→ Estratto:
*****

Solo un secolo dopo, nel 1965, fu approvato il Civil Rights Act, a coronamento del Movimento per i diritti civili dei neri, il cui eroe-simbolo fu Martin Luther King. Il brutale omicidio di George Floyd, che ha originato le manifestazioni odierne, prova che il suo «sogno» di riscatto e di eguaglianza («I have a dream») è ancora, in gran parte, un sogno.
La terza fonte storica del razzismo è il potere economico, la contraddizione tra chi ce l’ha e chi ne è privo, tra classi e nazioni ricche e povere, e che, presente in tutte le società storiche, a cominciare da quella babilonese del Codice di Hammurabi, ha assunto nell’Occidente capitalistico moderno, fondato sull’«individualismo proprietario» e sull’oppressione coloniale, e ancor più nell’odierna epoca di neoliberismo globalizzato, dimensioni sempre più gigantesche e tragiche. Su di essa si declina ogni altra forma di diseguaglianza sociale: di condizioni materiali, di lavoro, di genere, di appartenenza etnica e religiosa, o relativa alla sanità, all’istruzione, al tenore di vita, ai consumi, ecc. Logiche di esclusione, divisive, discriminatrici, che hanno nel razzismo la loro suprema giustificazione e motivazione.
Gli Stati Uniti, in positivo e in negativo, ne sono un modello esemplare. Da un lato il paese più ricco, opulento e pieno di opportunità al mondo, della libertà delle donne, del più ampio pluralismo multietnico e multireligioso, e così via, dall’altro il paese della povertà relativa più alta al mondo (l’1% più ricco detiene il 40% della ricchezza nazionale), della religione civile nazional-imperiale del Manifest Destiny (o del «God bless America»), della violenza antiabortista, della segregazione dei neri, dell’odio contro le minoranze etniche, ecc. – Contraddizioni reali, oggettive che, quasi superfluo notarlo, stridono col Primo articolo della Dichiarazione di indipendenza americana del 1776, che anticipa quella francese del 1789, per cui «Tutti gli uomini sono creati uguali», tutti dotati «dei diritti inalienabili alla Vita, alla Libertà e al perseguimento della Felicità».
Se di questi tre tratti principali è fatto, ovunque e sempre, ma ancor più ai giorni nostri, il cosiddetto «volto demoniaco del Potere», lo slogan antirazzista «No Justice No Peace» gridato oggi nelle piazze di mezzo mondo chiama invece e invoca, restando nella metafora teologica, l’altro volto del Potere, opposto, luminoso, virtuoso, costituzionalmente democratico, finalizzato alla garanzia di giustizia e libertà, per tutti e per ciascuno. Poiché negli Usa e dovunque, il Potere, la sua organizzazione, le sue finalità, le sue leggi sono umane, irriducibilmente umane, opera nostra e solo nostra e non di un presunto Dio/Sole, o Creatore del sole, dipende da noi, dalle nostre idee, scelte e azioni, se poi prevale l’uno o l’altro dei due volti di questo Giano bifronte.

*****

→ Estratti dei dati:
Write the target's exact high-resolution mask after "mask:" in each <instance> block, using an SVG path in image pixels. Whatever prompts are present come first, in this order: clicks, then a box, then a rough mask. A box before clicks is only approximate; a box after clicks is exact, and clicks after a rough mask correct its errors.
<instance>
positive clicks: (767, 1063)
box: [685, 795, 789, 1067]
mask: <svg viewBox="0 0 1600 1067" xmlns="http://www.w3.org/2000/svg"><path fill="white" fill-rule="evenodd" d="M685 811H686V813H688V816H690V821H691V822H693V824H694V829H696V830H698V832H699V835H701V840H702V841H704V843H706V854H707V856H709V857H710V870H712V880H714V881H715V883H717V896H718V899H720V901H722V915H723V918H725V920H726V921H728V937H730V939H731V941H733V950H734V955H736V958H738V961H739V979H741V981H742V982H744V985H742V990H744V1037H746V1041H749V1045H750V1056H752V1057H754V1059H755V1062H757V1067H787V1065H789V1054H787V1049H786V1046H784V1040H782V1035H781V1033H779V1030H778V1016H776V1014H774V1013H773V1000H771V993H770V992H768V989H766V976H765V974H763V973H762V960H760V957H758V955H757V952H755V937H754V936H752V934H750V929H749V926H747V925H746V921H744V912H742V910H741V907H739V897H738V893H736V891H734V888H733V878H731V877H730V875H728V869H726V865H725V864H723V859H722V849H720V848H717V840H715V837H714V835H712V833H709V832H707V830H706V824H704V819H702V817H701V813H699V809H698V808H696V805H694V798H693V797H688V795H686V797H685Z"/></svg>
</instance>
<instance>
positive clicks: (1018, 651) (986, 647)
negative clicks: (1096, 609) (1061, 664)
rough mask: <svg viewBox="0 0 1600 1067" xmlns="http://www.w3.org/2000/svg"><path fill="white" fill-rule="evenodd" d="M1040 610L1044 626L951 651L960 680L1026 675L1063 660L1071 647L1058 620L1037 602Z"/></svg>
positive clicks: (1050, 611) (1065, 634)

*****

→ Serie di compiti:
A - Secondo l'estratto, in quale anno fu approvato il Civil Rights Act?
B - Riporta dall'estratto il passo compreso tra "Solo un secolo" e "parte, un sogno.", estremi inclusi.

→ Risposte per compito:
A - Nel 1965.

B -
Solo un secolo dopo, nel 1965, fu approvato il Civil Rights Act, a coronamento del Movimento per i diritti civili dei neri, il cui eroe-simbolo fu Martin Luther King. Il brutale omicidio di George Floyd, che ha originato le manifestazioni odierne, prova che il suo «sogno» di riscatto e di eguaglianza («I have a dream») è ancora, in gran parte, un sogno.